Requisito — Selecione e copie cada linha das entradas abaixo em que aparece a palavra "rough".

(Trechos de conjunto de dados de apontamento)
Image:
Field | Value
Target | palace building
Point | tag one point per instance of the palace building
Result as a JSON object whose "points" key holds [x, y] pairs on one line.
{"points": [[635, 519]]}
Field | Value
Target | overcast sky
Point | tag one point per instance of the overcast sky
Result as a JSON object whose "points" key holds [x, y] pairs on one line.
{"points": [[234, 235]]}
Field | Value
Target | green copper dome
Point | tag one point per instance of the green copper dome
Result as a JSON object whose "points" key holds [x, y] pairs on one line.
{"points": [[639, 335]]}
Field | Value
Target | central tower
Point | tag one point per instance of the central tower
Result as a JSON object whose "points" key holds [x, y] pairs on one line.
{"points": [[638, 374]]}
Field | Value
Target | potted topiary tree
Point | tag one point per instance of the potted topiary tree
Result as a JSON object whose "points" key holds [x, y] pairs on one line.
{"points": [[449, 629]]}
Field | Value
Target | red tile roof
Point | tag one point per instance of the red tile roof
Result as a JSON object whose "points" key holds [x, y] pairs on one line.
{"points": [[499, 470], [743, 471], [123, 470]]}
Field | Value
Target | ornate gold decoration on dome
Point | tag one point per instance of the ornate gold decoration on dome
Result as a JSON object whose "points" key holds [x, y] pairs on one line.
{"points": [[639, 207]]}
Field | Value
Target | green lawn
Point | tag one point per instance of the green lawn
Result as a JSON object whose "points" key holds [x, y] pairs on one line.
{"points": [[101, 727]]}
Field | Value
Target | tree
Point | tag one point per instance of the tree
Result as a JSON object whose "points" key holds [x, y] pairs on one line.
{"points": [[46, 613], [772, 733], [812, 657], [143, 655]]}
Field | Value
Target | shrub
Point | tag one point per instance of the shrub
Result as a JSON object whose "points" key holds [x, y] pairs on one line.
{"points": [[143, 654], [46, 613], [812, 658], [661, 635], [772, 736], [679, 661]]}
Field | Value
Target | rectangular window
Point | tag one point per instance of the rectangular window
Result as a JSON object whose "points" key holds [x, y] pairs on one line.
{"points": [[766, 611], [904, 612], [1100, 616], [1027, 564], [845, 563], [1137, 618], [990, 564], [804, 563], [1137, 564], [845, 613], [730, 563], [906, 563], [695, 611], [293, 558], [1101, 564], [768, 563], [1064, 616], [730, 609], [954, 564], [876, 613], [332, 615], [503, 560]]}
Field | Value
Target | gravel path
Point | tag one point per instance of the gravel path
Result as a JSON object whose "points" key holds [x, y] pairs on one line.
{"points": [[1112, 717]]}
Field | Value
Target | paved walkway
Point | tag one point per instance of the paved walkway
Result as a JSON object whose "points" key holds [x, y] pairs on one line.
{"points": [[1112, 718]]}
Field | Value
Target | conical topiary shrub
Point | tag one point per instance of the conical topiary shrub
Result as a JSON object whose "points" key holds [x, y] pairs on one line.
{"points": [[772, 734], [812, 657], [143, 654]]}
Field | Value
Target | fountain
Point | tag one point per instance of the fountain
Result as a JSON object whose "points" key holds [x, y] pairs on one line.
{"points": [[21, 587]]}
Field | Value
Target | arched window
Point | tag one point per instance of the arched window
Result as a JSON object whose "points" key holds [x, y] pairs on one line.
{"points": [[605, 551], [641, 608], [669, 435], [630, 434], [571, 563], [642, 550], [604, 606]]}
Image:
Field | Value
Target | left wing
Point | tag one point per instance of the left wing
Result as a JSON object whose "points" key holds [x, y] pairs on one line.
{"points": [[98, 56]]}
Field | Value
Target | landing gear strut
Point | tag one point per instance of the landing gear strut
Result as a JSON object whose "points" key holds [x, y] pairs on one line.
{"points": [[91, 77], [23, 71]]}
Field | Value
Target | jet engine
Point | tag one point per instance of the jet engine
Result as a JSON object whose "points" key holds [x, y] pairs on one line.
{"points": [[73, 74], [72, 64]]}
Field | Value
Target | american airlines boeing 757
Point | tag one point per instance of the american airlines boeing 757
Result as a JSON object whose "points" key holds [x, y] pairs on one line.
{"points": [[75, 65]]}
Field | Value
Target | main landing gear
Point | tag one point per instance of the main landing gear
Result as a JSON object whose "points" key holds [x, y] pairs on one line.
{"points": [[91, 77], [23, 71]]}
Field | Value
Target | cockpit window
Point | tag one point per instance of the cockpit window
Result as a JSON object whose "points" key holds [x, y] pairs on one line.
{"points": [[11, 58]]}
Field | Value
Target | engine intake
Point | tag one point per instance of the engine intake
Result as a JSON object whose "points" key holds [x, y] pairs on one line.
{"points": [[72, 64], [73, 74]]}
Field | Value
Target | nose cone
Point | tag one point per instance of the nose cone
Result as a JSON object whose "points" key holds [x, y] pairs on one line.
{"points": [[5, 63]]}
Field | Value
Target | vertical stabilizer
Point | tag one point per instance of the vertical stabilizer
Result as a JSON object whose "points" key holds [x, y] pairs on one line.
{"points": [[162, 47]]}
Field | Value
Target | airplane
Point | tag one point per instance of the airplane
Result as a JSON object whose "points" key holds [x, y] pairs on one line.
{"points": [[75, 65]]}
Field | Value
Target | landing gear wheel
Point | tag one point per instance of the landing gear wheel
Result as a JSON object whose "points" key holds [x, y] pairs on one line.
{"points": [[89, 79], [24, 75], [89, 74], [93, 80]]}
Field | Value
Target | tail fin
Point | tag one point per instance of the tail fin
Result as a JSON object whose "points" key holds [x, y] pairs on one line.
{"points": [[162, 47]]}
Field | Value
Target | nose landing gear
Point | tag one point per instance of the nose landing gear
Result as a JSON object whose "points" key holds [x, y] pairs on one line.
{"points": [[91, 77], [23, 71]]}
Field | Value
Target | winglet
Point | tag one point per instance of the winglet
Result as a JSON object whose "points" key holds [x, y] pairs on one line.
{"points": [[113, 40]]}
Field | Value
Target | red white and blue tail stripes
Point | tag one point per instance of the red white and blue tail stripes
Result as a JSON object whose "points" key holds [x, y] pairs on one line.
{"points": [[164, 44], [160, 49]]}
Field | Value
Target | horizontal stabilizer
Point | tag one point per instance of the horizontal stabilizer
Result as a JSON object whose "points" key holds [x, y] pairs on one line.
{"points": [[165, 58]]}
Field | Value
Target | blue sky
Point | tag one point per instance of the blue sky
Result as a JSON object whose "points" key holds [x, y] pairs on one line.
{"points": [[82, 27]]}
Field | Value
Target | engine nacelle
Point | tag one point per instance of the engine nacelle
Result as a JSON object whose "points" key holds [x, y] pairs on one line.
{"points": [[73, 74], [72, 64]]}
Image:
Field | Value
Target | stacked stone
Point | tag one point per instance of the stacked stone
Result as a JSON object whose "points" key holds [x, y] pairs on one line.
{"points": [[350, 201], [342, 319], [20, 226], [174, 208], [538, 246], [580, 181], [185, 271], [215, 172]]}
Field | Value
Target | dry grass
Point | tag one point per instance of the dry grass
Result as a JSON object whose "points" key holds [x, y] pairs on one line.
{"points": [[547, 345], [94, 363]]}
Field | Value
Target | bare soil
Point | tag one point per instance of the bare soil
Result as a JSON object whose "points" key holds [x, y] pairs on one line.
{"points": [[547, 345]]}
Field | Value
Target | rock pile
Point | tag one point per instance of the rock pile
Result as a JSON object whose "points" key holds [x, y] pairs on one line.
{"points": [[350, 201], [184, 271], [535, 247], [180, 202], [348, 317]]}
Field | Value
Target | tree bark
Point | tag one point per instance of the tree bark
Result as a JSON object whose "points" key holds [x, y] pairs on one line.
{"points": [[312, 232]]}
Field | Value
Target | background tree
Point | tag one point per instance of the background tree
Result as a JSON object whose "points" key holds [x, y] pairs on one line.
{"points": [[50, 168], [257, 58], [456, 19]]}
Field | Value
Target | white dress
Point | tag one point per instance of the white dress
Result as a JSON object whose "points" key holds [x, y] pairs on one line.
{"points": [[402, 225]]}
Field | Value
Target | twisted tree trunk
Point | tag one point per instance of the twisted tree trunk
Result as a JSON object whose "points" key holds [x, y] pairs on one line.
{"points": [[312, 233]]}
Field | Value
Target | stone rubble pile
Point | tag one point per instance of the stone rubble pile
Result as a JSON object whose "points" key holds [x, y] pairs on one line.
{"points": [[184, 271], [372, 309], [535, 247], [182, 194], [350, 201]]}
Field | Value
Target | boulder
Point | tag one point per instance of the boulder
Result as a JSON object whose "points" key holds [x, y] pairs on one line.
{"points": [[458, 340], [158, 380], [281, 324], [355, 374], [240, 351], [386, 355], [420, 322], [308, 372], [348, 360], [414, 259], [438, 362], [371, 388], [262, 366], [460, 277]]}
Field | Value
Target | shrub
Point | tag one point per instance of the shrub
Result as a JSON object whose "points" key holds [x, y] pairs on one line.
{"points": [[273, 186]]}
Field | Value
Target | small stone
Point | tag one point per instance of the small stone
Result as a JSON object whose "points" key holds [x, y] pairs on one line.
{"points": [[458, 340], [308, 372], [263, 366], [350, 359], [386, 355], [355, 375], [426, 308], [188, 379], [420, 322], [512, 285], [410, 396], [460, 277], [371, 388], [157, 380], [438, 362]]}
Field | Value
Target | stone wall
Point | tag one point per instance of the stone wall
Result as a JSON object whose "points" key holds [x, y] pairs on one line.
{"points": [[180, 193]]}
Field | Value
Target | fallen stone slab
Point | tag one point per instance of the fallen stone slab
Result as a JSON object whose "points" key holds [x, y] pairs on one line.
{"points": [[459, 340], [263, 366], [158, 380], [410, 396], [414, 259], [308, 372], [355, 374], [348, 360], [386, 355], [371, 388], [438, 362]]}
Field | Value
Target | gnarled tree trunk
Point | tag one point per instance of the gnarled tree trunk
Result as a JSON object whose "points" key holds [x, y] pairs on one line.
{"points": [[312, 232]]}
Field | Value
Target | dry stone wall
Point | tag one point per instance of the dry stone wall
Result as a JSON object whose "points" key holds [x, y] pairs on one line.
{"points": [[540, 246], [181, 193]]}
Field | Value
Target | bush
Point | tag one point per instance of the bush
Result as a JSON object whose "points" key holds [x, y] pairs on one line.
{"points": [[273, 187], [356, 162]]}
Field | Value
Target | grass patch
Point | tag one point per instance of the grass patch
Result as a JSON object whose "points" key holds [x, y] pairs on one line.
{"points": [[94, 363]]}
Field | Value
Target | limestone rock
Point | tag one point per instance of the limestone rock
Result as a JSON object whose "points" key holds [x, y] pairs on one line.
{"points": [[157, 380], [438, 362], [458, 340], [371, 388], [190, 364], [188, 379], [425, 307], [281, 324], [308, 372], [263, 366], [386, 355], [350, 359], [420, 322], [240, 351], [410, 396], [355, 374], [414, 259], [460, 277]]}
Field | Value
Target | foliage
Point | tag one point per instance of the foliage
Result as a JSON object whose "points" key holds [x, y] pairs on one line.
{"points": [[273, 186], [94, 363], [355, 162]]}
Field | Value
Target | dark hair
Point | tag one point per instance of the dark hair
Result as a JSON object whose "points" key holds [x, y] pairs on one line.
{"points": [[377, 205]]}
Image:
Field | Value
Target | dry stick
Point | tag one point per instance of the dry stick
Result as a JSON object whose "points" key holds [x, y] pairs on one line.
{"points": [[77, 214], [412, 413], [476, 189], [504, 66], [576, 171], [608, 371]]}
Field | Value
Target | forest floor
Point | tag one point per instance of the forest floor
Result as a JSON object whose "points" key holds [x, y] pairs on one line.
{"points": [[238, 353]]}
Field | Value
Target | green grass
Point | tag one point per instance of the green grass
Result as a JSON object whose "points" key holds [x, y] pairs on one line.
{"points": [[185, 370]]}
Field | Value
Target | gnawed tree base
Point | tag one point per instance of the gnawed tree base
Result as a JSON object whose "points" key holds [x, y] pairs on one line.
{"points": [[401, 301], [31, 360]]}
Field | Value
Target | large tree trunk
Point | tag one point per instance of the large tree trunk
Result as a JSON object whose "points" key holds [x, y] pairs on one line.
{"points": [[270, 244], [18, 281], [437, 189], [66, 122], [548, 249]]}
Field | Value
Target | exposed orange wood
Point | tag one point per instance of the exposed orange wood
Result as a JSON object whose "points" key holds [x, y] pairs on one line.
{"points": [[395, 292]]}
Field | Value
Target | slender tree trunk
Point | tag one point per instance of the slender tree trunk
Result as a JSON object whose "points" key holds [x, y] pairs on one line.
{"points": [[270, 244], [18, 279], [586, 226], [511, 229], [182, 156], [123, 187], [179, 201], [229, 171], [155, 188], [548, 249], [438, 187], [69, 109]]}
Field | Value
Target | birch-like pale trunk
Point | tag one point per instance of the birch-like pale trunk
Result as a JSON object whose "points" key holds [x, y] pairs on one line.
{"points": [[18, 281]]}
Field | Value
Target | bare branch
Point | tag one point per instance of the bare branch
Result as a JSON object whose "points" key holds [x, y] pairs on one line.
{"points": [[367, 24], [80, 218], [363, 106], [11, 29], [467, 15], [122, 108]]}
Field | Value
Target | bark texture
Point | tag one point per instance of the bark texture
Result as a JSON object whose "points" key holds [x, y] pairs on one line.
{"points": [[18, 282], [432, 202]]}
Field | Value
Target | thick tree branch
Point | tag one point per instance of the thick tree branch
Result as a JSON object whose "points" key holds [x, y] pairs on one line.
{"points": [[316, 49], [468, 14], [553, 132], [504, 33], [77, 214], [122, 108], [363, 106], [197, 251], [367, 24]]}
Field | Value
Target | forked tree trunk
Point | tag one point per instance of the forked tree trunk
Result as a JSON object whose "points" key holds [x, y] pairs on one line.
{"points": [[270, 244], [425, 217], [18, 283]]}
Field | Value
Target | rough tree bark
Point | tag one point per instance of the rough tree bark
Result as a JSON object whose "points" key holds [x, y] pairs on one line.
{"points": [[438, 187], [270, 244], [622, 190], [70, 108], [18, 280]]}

Resposta esperada —
Target | rough tree bark
Point | tag one point per instance of the rough tree bark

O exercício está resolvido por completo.